Arbeitsanweisung: Zähle die Zeilen der Auflistung, in denen die Zeichenfolge "reflection" vorkommt, und gib nur die Anzahl an.

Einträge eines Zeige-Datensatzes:
----

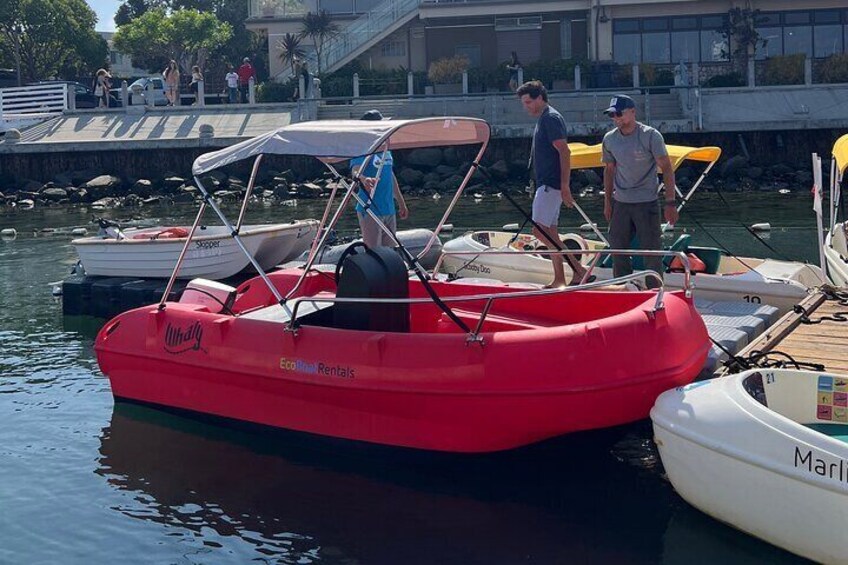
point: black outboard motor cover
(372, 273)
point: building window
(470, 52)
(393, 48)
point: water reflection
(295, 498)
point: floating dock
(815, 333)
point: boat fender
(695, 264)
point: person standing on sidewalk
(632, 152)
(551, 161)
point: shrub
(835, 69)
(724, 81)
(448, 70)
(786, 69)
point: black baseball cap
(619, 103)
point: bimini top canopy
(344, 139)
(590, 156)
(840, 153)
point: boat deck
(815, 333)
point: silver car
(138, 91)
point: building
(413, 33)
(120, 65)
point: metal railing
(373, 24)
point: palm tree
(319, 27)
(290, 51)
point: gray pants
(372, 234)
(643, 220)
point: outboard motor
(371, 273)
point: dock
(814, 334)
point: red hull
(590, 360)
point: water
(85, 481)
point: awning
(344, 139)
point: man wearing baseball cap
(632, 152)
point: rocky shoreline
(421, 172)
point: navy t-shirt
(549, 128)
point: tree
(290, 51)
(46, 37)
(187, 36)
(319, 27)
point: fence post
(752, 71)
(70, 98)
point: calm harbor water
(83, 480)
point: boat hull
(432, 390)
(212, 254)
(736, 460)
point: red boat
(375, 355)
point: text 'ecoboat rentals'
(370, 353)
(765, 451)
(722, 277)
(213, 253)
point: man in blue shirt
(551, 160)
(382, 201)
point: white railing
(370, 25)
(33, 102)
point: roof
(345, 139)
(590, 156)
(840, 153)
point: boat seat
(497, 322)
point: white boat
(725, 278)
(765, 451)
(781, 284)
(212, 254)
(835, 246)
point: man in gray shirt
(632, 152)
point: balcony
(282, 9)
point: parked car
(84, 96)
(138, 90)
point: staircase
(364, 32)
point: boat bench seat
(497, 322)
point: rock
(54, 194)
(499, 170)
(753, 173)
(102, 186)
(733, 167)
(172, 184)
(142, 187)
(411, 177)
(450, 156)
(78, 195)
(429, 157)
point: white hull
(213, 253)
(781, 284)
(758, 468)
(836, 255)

----

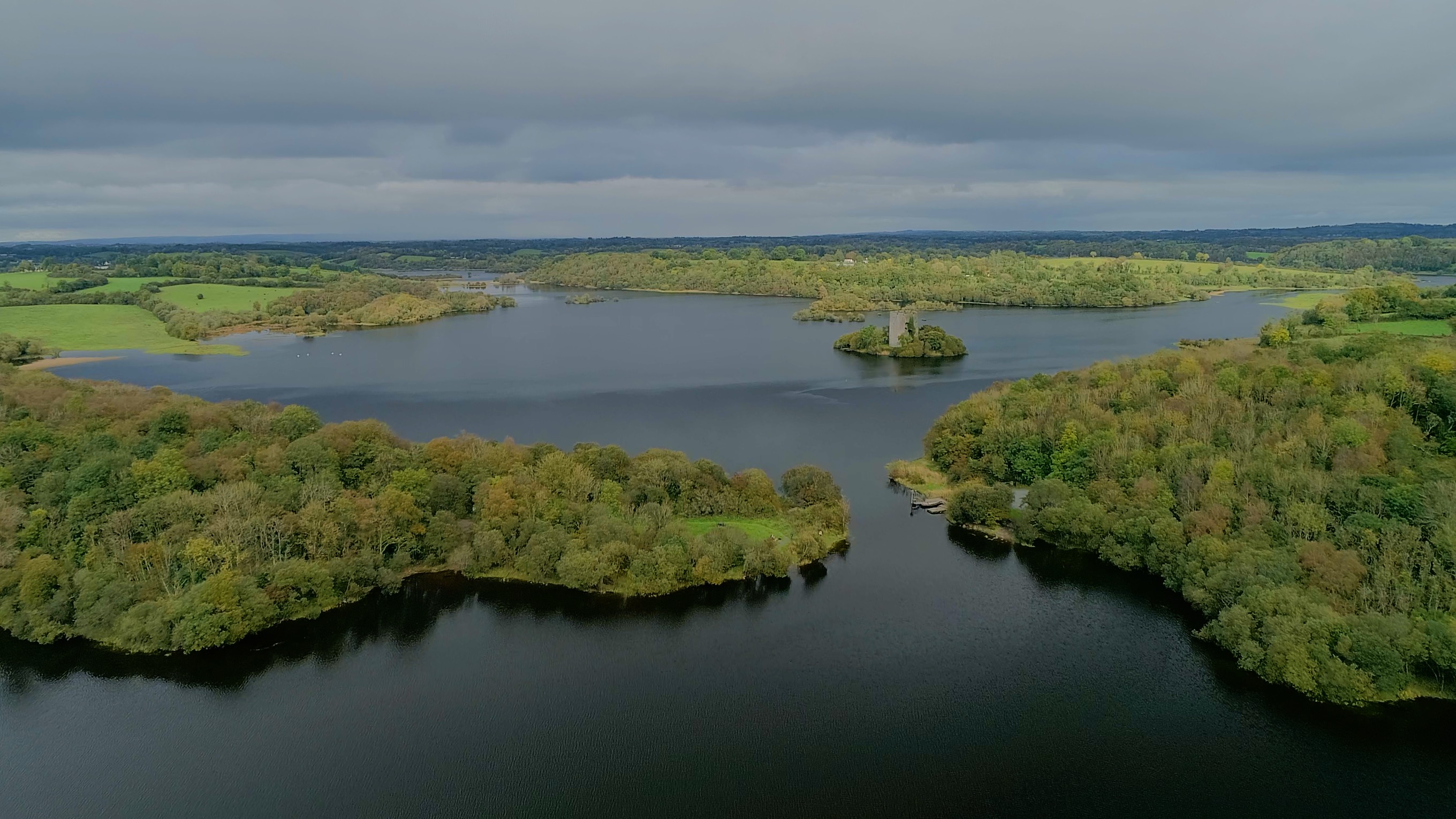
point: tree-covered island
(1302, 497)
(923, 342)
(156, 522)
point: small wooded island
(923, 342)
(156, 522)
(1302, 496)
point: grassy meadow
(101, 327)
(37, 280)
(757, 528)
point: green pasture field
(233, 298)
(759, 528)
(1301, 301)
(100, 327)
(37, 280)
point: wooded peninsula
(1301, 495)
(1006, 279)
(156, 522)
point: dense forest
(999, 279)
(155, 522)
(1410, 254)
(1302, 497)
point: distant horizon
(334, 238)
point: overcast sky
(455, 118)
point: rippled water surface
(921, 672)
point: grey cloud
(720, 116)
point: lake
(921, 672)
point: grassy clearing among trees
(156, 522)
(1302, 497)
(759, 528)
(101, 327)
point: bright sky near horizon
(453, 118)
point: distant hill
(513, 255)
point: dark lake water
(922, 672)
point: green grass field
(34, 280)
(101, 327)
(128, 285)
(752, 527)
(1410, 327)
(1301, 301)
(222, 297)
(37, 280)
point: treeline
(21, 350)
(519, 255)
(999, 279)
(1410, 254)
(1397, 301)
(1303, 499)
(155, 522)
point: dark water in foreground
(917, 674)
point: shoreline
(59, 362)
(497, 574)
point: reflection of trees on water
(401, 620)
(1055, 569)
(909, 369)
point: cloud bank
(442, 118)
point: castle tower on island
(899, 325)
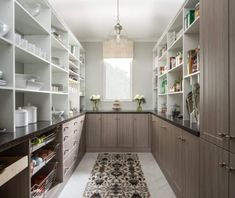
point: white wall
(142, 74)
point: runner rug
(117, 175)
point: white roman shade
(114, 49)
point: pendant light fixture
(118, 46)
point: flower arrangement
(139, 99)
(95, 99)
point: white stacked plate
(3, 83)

----

Antwort zur Aufgabe: 2